━━━━━ Data shown ━━━━━
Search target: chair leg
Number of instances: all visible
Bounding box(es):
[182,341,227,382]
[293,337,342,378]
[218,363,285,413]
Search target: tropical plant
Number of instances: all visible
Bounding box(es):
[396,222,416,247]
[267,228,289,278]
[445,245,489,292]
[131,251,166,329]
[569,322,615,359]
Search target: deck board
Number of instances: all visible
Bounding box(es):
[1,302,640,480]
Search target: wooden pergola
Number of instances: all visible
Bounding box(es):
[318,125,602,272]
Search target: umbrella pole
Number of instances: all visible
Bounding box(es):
━━━━━
━━━━━ Data shown ━━━━━
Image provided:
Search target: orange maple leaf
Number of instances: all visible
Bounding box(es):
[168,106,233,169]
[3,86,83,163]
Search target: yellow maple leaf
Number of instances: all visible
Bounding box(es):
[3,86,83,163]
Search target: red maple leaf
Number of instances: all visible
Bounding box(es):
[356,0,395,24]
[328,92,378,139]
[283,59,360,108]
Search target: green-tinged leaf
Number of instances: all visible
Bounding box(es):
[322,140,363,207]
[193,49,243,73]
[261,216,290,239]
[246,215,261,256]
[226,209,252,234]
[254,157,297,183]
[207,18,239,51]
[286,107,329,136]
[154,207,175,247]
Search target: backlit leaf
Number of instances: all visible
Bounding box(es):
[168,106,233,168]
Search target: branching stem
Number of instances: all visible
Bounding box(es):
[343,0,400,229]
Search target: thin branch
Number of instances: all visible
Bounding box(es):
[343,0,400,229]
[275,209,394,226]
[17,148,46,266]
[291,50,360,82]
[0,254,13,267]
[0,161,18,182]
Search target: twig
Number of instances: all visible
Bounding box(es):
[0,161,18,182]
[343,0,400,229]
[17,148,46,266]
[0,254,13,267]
━━━━━
━━━━━ Data shown ━━━━━
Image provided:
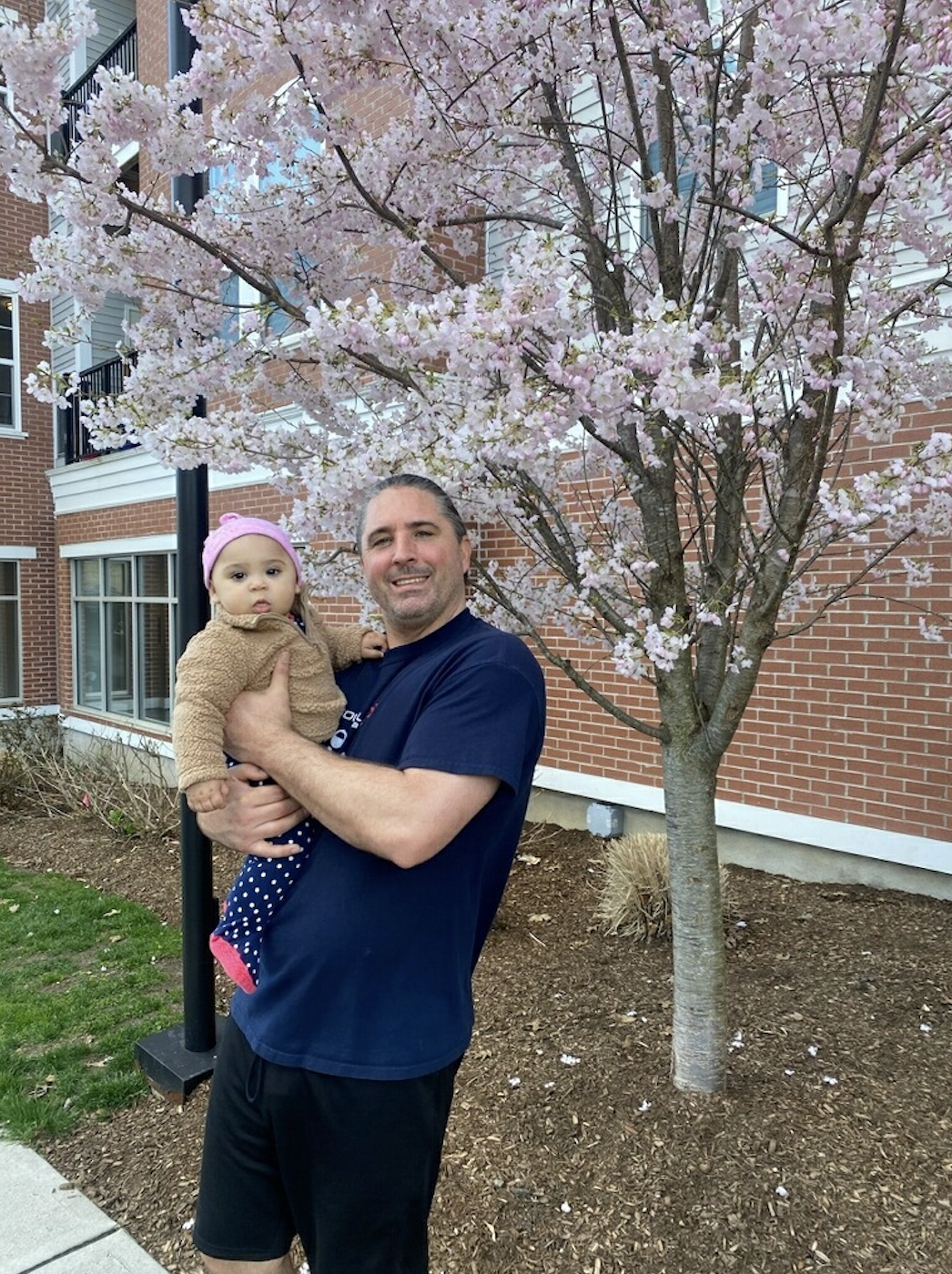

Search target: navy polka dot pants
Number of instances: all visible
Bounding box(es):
━━━━━
→ Your instructions
Transcribe word for word the part of the entries above that opens with the line containing "Search target: tropical plant" and closes with the line containing "[569,322,615,359]", including both of those lines.

→ Exercise solution
Search target: tropical plant
Number of instances: all visible
Bounding box(es):
[396,222,416,247]
[267,228,289,278]
[445,245,489,292]
[131,251,166,329]
[569,322,615,359]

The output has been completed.